QUOTED TEXT
I accumulated experience.

Which meant I accumulated confidence.

At some point, I stopped internalizing failures without really realizing it, because I knew I could overcome the problem--because I did it over and over and over again. I could do hard things.

I'm not saying thoughts never cross my mind that could affect my self-esteem--they do, to everyone. No one is immune to passing thoughts. It's a natural thought process of failure. Of course I'm going to question things, because I'm disappointed and not figuring things out, and I'm trying to figure them out, troubleshoot, evaluate, why it's not working (is it me???). But because I have accumulated experience, it doesn't take root.


The Keys to Exceptional Success: Unparalleled Discernment and Precision



But even with all this, failure has a purpose that in some ways is far more important than anything we've talked about. And this is a process that I think most people don't adequately explain.

They may say things like, "You learn more from failure," but they don't clearly explain how or why; they just brush the surface.

For the last two years, I've been thinking a lot about discernment, and what it is, how we develop it, and why it's so important.

Guess what?

This relates directly to failure. In fact, accumulating failure can give you unparalleled discernment and precision, which is exactly why you will have the potential to become exceptionally successful.

DATA LISTING
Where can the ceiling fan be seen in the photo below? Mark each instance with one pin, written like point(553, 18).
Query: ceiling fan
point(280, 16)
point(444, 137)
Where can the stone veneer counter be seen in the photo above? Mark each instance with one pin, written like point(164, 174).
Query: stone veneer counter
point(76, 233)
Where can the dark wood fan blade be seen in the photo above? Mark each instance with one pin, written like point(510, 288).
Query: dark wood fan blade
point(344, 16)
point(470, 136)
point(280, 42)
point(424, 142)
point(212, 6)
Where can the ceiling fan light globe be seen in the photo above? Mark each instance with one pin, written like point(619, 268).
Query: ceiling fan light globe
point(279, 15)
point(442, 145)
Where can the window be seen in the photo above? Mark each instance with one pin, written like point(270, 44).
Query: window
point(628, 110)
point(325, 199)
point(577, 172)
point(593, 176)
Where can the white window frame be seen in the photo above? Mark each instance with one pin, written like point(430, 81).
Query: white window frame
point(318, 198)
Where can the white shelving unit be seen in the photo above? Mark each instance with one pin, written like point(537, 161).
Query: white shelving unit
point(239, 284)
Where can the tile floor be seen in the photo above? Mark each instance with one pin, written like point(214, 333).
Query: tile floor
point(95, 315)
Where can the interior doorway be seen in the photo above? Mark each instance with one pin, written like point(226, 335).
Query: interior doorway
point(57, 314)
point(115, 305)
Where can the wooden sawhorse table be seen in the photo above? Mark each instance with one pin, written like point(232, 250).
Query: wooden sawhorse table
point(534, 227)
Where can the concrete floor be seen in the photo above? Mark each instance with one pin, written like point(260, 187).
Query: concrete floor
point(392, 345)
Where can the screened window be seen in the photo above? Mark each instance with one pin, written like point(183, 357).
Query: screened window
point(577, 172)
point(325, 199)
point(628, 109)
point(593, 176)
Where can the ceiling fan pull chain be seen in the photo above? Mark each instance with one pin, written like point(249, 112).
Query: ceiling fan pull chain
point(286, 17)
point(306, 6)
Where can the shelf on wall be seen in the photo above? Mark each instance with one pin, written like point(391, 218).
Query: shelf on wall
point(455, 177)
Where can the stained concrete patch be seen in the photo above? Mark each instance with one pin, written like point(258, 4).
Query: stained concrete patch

TASKS
1 – According to the passage on failure, what has the writer been thinking about a lot for the last two years?
2 – Echo the rows from the line with "Where can the white window" up to and including the line with "point(306, 6)".
The passage on failure and the rows were taken from unrelated sources.

THE RESPONSES
1 – Discernment: what it is, how we develop it, and why it's so important.

2 –
Where can the white window frame be seen in the photo above? Mark each instance with one pin, written like point(430, 81).
Query: white window frame
point(318, 198)
Where can the white shelving unit be seen in the photo above? Mark each instance with one pin, written like point(537, 161).
Query: white shelving unit
point(239, 284)
Where can the tile floor be seen in the photo above? Mark each instance with one pin, written like point(214, 333).
Query: tile floor
point(95, 315)
Where can the interior doorway be seen in the photo above? Mark each instance with one pin, written like point(226, 335).
Query: interior doorway
point(57, 314)
point(115, 305)
Where can the wooden sawhorse table be seen in the photo above? Mark each instance with one pin, written like point(232, 250).
Query: wooden sawhorse table
point(534, 227)
Where can the concrete floor be seen in the photo above? Mark each instance with one pin, written like point(260, 187).
Query: concrete floor
point(392, 345)
Where can the screened window be seen in the photo above? Mark each instance with one pin, written like point(183, 357).
Query: screened window
point(577, 172)
point(325, 199)
point(628, 109)
point(593, 176)
Where can the ceiling fan pull chain be seen in the photo above? Mark each instance with one pin, written like point(249, 112).
Query: ceiling fan pull chain
point(286, 17)
point(306, 6)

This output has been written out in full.